**List of tasks**
**1)** Copy the divorce post from "I went to Eric's" to "subsequently his affair.", changing "police" to "authorities".
**2)** Please list each claim that the divorce post says Eric makes about his own conduct.

**Passage for review**

Jun 12, 2012 10:22
I posted this to facebook yesterday, and since I did try to keep a record of the things that happened over the past year on here (private or friends only posts), I think it should be added here as well.
Divorce is done. For those who don't know, Eric had been having an affair with Marianne Bray since possibly January of 2011. He was financially abusive, withholding money to the point that food and necessities went onto credit cards in my name, while he frivolously spent on video games and gaming content when we weren't making enough to pay rent. Eric spent money taking Marianne out instead of being with me during necessary medical care.
He kicked me out of our home, tried to get his employer at the time to ban me from the property, and when I finally agreed to a temporary separation to be followed by counseling, he put my property into storage with only his and Marianne's names on it. Initially he refused to even give me a key to the unit, which can only lead me to believe that he was either going to sell or trash my property. He became verbally abusive, which of course he says never happened. The promise of counseling? He claims he never made it. He dumped and closed our joint bank account as soon as possible, claiming it as a mistake before he took off to live with friends. He waited the minimum to file for a divorce, hiding the money to file by paying a friend to cash a check with the extra included with rent. I'd already signed a lease to move without having a job set up so that we could start our counseling.
I went to Eric's mom to ask for help in understanding what on earth was going on, and try to get some support for working whatever was wrong out. Instead, I was yelled and screamed at by her and her husband, with them threatening to call the police if I didn't leave their home. They refused to hear me "talk bad about her son." What "Godly" people they turned out to be, completely supporting Eric divorcing me, and subsequently his affair.

**Information supplied**
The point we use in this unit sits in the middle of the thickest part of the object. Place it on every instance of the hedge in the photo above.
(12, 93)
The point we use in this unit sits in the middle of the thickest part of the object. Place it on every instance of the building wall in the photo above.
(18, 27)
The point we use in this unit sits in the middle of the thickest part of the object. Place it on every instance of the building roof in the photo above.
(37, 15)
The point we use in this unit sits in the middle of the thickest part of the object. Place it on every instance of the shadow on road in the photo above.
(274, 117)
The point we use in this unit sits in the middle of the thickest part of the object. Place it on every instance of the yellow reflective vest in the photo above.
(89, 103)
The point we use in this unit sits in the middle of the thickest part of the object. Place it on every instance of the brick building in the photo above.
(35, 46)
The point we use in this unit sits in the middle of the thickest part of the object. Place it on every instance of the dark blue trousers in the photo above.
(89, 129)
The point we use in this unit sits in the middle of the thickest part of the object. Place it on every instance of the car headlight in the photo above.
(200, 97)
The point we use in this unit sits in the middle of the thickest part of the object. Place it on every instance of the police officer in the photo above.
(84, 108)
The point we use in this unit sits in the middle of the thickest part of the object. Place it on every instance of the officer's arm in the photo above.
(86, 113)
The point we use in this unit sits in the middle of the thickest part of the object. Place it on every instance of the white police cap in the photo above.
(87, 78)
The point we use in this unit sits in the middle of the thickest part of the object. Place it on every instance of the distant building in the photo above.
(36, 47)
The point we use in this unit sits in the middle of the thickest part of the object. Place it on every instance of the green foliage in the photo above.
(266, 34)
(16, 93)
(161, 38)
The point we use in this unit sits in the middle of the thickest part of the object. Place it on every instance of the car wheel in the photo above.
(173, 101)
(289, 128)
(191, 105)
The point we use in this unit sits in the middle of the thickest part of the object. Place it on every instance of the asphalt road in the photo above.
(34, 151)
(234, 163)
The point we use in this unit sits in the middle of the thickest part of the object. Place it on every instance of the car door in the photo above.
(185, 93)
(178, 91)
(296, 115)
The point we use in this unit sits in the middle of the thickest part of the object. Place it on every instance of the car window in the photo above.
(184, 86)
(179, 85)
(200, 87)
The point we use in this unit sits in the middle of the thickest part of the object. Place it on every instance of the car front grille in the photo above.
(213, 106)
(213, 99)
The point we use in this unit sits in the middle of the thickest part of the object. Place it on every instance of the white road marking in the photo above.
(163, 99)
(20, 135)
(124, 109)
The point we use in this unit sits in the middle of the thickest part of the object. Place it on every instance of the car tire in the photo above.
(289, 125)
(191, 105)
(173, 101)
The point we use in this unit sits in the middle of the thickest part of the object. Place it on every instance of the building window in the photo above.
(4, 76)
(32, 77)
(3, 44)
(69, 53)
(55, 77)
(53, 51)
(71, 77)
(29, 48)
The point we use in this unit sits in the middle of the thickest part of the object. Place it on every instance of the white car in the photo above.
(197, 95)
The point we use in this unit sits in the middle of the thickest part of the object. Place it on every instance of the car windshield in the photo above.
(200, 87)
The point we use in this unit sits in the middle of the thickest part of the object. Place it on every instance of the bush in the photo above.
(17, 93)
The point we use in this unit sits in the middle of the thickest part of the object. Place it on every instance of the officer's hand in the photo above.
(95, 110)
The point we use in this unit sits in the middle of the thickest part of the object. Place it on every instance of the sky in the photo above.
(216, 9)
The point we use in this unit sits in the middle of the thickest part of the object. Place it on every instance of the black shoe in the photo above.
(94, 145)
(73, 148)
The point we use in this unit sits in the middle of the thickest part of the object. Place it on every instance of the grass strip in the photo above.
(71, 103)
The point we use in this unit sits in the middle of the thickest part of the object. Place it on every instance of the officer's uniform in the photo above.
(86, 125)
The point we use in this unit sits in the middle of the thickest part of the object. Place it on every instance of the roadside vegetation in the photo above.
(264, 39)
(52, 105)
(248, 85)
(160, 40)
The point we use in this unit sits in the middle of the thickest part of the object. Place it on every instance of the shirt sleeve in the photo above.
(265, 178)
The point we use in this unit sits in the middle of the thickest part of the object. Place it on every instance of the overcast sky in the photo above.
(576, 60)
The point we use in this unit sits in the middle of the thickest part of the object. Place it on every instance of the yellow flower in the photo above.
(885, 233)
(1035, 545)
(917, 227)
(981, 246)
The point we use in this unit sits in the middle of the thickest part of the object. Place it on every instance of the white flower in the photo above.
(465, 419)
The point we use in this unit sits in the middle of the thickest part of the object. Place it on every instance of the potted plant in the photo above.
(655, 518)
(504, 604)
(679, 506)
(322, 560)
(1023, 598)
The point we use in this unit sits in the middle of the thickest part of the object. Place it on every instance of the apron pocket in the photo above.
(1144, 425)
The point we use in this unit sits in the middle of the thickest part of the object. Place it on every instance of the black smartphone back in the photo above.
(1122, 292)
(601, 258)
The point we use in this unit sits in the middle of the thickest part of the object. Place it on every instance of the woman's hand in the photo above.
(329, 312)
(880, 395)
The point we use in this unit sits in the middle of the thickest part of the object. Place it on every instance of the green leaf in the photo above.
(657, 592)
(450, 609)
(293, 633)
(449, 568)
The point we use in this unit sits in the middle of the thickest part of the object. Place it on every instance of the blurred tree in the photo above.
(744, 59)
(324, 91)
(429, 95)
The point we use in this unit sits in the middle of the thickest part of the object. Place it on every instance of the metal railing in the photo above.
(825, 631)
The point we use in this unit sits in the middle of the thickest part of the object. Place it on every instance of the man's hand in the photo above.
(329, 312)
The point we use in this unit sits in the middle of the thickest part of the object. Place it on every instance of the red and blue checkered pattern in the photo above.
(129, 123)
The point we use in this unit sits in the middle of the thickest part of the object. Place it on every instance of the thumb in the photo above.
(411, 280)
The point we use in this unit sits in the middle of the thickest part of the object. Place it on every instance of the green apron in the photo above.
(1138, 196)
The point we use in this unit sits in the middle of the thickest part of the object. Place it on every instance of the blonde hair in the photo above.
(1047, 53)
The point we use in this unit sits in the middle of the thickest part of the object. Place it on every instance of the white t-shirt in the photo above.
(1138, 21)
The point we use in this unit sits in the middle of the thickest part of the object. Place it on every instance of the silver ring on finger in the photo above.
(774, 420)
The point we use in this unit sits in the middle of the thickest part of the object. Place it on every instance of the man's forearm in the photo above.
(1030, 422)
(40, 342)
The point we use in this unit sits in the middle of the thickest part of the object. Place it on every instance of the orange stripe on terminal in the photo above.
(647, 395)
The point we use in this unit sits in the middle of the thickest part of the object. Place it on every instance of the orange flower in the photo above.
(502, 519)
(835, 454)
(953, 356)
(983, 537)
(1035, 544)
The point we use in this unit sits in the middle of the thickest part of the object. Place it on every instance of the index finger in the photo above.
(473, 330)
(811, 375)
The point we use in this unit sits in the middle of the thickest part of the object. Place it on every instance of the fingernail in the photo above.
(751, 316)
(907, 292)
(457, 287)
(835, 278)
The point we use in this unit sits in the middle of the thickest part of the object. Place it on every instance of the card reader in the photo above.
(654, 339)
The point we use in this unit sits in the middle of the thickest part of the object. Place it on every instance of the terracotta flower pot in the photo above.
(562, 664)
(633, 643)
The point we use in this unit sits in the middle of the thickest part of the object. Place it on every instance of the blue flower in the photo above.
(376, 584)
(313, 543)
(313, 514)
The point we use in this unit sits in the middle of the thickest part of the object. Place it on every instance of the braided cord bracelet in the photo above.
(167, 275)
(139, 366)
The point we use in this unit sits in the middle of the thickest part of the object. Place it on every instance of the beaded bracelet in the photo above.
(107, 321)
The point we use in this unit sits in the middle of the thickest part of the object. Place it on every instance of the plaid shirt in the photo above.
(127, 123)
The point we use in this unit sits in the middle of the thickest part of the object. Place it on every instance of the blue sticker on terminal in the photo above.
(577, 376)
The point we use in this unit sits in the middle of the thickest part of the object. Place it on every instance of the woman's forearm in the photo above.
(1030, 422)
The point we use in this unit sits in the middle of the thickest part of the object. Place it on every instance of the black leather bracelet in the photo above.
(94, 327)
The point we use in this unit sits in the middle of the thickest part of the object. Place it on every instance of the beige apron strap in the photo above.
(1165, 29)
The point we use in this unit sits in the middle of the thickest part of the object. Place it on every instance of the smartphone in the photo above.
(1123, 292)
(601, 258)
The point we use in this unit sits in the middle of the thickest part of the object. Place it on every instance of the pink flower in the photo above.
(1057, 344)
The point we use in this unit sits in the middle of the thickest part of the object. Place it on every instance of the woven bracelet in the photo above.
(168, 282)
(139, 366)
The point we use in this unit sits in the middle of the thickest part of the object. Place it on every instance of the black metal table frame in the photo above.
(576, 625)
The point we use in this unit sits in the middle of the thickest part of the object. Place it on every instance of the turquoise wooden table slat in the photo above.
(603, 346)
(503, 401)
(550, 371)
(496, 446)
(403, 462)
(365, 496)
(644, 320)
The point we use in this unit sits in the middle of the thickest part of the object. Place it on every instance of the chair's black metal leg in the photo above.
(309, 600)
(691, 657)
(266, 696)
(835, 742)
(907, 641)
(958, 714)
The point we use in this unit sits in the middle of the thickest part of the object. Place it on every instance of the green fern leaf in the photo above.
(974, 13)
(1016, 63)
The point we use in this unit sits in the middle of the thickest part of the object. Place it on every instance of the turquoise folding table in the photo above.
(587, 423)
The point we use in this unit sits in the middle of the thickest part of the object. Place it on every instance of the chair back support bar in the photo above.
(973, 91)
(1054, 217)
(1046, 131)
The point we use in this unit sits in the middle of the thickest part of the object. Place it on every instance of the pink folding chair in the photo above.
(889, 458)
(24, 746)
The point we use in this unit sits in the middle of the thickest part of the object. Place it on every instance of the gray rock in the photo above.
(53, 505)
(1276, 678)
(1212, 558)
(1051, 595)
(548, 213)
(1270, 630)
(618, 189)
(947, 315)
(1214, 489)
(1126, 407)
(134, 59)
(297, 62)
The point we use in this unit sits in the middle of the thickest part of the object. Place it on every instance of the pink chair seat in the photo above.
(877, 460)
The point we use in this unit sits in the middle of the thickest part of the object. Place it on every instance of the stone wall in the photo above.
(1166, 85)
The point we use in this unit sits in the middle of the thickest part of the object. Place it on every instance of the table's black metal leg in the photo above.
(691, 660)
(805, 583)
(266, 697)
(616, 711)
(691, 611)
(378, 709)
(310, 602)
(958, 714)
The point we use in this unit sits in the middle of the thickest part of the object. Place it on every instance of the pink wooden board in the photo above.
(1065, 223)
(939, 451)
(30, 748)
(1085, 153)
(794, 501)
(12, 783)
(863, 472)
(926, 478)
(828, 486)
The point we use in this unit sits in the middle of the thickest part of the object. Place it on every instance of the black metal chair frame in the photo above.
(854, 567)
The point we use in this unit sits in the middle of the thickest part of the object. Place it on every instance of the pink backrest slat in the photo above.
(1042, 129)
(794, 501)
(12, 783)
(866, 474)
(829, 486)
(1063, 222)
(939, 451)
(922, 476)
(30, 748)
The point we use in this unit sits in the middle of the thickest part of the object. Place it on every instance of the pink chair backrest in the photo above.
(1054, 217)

**Responses by task**
**1)**
I went to Eric's mom to ask for help in understanding what on earth was going on, and try to get some support for working whatever was wrong out. Instead, I was yelled and screamed at by her and her husband, with them threatening to call the authorities if I didn't leave their home. They refused to hear me "talk bad about her son." What "Godly" people they turned out to be, completely supporting Eric divorcing me, and subsequently his affair.

**2)**
- That he was never verbally abusive
- That he never made the promise of counseling
- That dumping and closing the joint bank account was a mistake